→ **Given task a**
Please filter the entries below and copy every line that contains the string "duck".

→ **Quoted text**
Port deal dies in a storm
Dubai backs out of controversial plan in a rare bipartisan defeat for the Bush administration
WASHINGTON - In a bid to end the Dubai ports fracas, a United Arab Emirates-owned company yesterday agreed to transfer operations at six U.S. ports to an American "entity" - hours after GOP leaders pronounced the deal dead on Capitol Hill.
Details of DP World's offer were sketchy, but senior White House officials say the company is "selling completely" its contract to run terminals in U.S. ports, according to House Homeland Security Chairman Peter King (R-Seaford), who visited the White House yesterday.
"From what we know, the Dubai Ports deal is over," said King, who, along with Sen. Charles Schumer (D-N.Y.), has spearheaded efforts to spike the deal. "But we haven't seen any details yet."
The decision by DP World followed a morning briefing at the White House in which House Speaker Dennis Hastert (R-Ill.) and Senate Majority Leader Bill Frist (R-Tenn.) told Bush their members wouldn't stand for any version of the deal. On Wednesday, the GOP-dominated House Appropriations Committee voted 62-2 to scuttle the agreement, and a similar Senate measure cleared a key procedural hurdle yesterday.
In a vaguely worded statement read on the Senate floor by Armed Services Committee chairman John Warner (R-Va.), the company's chief operating officer, Ted Bilkey, said, "DP World will transfer fully the operations ... to a United States entity."
Bilkey didn't offer a timetable for the transfer, saying only that it would occur in "an orderly fashion" and would ensure the company doesn't "suffer economic loss."
Bush spokesman Scott McClellan said DP World's offer "does provide a way forward [to] resolve the matter," but leading Democrats, including Schumer, were skeptical that the transfer might involve creation of a U.S.-based company that still had ties to Dubai.
"We now smell the scent of victory ... but the devil is in the details," said Schumer. "We need to make sure that all U.S. operations are totally removed from the United Arab Emirates and Dubai Ports World control."
DP World officials told Warner, who had been trying to negotiate a last-minute compromise to save the deal, they were pulling out late yesterday morning, according to Warner.
The decision came directly from UAE Prime Minister Sheikh Mohammed Al Maktoum, who realized the depth of opposition after yesterday's White House meeting, according to Senate sources.
DP World doesn't have a U.S. buyer in mind and may issue a request for proposals, a company source told Newsday.
"The funny thing is that Halliburton may be the one American company with the capacity to do this," said one congressional Republican, speaking earlier this week on condition of anonymity. "Problem is that the Democrats would probably complain that the Dubai deal was a big ruse to get Halliburton the contract." Vice President Dick Cheney used to run Halliburton.

Point annotations for photos
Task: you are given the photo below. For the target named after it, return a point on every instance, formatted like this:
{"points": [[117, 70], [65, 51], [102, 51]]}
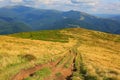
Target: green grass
{"points": [[46, 35], [40, 75]]}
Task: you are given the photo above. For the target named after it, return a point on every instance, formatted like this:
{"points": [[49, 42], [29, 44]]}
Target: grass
{"points": [[40, 75]]}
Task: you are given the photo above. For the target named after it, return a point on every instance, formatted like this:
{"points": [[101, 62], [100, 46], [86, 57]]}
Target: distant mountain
{"points": [[117, 18], [9, 25], [105, 15], [40, 19], [109, 16]]}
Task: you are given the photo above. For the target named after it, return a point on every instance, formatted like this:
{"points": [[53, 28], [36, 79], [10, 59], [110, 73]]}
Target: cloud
{"points": [[90, 6], [16, 1]]}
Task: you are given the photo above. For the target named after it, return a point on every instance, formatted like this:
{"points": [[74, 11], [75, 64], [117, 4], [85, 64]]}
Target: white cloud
{"points": [[106, 6]]}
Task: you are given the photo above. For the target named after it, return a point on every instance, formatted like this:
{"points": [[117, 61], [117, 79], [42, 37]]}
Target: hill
{"points": [[9, 25], [117, 18], [41, 19], [73, 53]]}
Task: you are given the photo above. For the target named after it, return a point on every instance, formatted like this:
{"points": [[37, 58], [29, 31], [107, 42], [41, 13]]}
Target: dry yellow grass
{"points": [[12, 48], [100, 53]]}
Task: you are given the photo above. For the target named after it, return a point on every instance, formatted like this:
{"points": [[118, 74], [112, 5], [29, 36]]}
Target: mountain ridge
{"points": [[41, 19]]}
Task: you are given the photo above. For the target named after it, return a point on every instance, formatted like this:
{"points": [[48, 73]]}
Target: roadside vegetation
{"points": [[72, 54]]}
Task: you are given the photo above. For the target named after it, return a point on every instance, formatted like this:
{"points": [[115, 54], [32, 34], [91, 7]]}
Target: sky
{"points": [[89, 6]]}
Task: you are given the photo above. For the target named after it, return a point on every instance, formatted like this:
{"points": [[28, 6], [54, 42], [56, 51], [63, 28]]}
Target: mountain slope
{"points": [[40, 19], [9, 25], [95, 55]]}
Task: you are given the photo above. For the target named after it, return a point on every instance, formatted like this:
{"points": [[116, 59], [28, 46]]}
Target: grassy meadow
{"points": [[91, 55]]}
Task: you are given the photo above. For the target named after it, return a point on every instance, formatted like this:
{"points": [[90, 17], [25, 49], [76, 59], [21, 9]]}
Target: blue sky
{"points": [[89, 6]]}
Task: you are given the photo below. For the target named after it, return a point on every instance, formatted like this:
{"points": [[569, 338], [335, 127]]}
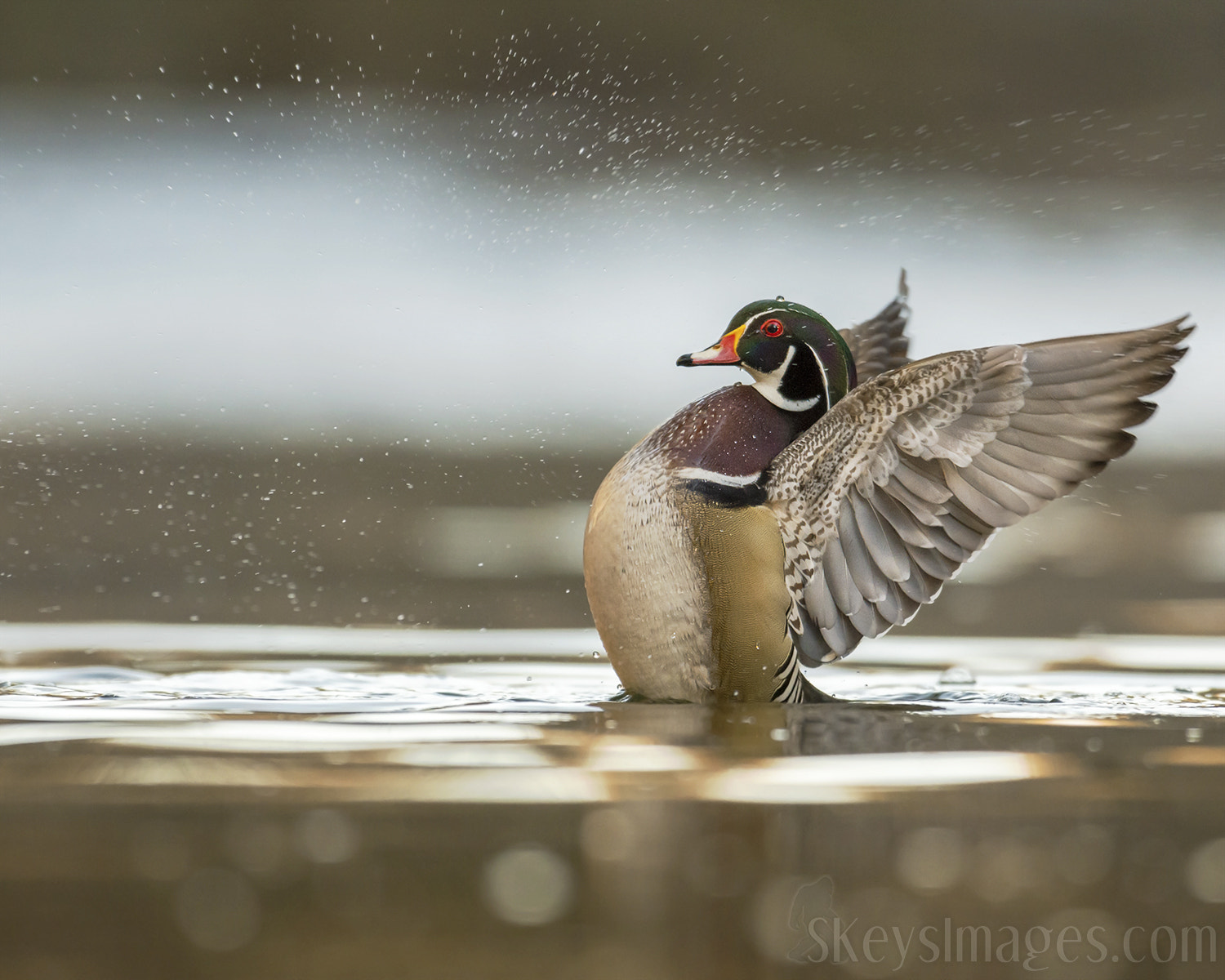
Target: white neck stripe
{"points": [[727, 479]]}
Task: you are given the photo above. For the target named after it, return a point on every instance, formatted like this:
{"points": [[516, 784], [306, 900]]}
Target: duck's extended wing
{"points": [[908, 477], [880, 345]]}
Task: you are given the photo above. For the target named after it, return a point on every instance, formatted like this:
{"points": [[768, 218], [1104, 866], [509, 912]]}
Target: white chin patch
{"points": [[767, 384]]}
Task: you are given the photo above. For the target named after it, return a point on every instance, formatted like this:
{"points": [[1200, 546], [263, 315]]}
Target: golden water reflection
{"points": [[448, 816]]}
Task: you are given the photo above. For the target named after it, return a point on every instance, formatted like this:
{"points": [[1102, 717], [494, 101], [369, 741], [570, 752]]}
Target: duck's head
{"points": [[798, 360]]}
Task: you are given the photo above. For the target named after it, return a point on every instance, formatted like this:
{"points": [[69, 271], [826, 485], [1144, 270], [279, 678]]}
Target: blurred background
{"points": [[325, 313]]}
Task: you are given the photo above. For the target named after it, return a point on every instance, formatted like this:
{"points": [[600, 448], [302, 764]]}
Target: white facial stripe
{"points": [[767, 384], [727, 479]]}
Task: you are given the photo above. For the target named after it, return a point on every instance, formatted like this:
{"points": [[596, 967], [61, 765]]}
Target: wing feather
{"points": [[880, 345], [911, 474]]}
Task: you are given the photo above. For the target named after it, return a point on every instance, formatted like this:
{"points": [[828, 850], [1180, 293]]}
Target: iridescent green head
{"points": [[798, 360]]}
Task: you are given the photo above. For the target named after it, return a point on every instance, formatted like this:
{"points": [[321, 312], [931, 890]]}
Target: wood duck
{"points": [[776, 524]]}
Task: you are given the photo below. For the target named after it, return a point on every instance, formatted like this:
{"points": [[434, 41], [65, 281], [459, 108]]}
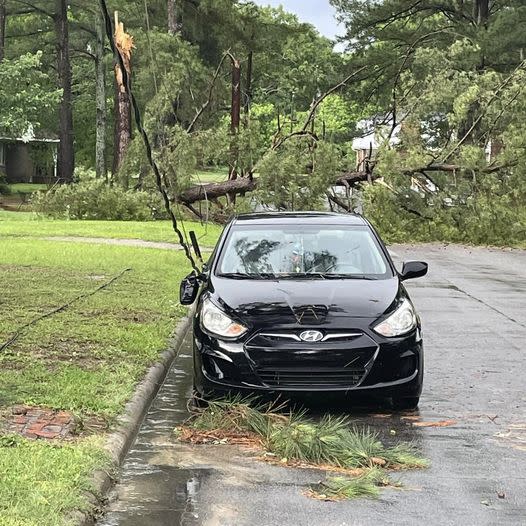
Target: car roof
{"points": [[283, 218]]}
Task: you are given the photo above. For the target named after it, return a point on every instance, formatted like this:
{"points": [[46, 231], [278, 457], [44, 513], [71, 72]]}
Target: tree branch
{"points": [[210, 93]]}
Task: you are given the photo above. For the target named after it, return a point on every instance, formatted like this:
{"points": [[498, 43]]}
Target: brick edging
{"points": [[119, 441]]}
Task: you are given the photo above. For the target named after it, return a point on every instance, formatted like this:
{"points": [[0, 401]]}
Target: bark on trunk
{"points": [[66, 154], [248, 85], [481, 13], [172, 17], [235, 119], [122, 101], [100, 142], [235, 113], [243, 185], [3, 16]]}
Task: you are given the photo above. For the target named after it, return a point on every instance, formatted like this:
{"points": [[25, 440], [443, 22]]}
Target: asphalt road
{"points": [[473, 306]]}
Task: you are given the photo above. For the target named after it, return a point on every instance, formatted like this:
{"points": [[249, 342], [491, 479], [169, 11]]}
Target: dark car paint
{"points": [[390, 366]]}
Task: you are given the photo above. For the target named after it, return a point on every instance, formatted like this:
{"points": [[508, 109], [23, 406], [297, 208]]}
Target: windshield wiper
{"points": [[323, 275], [347, 276], [240, 275]]}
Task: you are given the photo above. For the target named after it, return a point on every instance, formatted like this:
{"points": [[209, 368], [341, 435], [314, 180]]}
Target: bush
{"points": [[94, 199]]}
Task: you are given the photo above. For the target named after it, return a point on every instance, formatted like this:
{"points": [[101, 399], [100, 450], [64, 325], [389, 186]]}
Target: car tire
{"points": [[197, 400], [408, 403]]}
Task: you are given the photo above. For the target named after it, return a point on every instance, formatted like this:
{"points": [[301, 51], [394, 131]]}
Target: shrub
{"points": [[94, 199]]}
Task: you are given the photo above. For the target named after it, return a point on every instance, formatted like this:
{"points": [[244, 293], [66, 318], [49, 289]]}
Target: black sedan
{"points": [[303, 302]]}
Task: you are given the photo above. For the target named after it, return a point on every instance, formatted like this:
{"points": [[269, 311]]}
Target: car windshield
{"points": [[302, 252]]}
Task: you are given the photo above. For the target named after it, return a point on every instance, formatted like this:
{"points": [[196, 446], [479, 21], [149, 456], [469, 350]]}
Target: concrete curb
{"points": [[119, 442]]}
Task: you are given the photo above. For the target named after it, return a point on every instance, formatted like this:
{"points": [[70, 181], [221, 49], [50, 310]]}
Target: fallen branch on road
{"points": [[293, 440]]}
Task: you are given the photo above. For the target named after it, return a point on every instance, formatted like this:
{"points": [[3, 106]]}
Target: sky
{"points": [[319, 13]]}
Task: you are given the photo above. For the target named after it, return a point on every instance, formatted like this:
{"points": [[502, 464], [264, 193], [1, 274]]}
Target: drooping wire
{"points": [[145, 138]]}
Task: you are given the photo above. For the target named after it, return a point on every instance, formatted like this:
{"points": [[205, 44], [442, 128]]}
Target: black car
{"points": [[305, 302]]}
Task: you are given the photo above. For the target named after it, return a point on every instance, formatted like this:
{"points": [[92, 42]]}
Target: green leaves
{"points": [[26, 98]]}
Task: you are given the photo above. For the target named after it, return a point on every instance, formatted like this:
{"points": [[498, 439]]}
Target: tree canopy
{"points": [[437, 88]]}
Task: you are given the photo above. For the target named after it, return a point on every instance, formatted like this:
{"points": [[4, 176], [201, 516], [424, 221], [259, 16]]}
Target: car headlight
{"points": [[214, 320], [401, 321]]}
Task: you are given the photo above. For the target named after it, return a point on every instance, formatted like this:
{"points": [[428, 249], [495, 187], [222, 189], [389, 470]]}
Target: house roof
{"points": [[28, 141], [31, 136]]}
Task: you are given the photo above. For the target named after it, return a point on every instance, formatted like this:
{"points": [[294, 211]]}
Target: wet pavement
{"points": [[473, 306]]}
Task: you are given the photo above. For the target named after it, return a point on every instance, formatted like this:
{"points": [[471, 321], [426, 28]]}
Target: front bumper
{"points": [[360, 362]]}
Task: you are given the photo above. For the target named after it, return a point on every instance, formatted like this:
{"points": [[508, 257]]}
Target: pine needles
{"points": [[332, 442]]}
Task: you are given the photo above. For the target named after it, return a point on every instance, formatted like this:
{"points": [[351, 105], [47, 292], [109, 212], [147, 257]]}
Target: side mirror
{"points": [[189, 289], [413, 269]]}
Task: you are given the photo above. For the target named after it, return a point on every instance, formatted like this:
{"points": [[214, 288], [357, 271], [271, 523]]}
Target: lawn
{"points": [[86, 359], [28, 224]]}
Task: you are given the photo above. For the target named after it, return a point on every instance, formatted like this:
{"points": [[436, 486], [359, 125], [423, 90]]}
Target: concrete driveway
{"points": [[473, 306]]}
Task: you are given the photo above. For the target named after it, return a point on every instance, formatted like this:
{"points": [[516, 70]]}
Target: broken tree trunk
{"points": [[124, 44], [100, 74], [66, 153], [235, 119], [3, 16], [244, 185], [173, 27]]}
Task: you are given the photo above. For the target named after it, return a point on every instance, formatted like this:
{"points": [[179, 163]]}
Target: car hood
{"points": [[305, 301]]}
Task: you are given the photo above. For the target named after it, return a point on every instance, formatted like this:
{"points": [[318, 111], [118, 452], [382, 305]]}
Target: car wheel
{"points": [[405, 404]]}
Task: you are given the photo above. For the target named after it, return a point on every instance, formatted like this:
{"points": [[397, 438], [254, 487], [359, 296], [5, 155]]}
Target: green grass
{"points": [[86, 359], [330, 441], [26, 188], [27, 224], [42, 483]]}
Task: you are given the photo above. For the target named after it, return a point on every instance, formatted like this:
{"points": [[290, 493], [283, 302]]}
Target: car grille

→ **Given task b**
According to the article on the Dubai ports deal, what was the House Appropriations Committee's vote to scuttle the agreement?

→ **Task result a**
Target: duck's extended wing
Target: duck's head
Target: wood duck

→ **Task result b**
62-2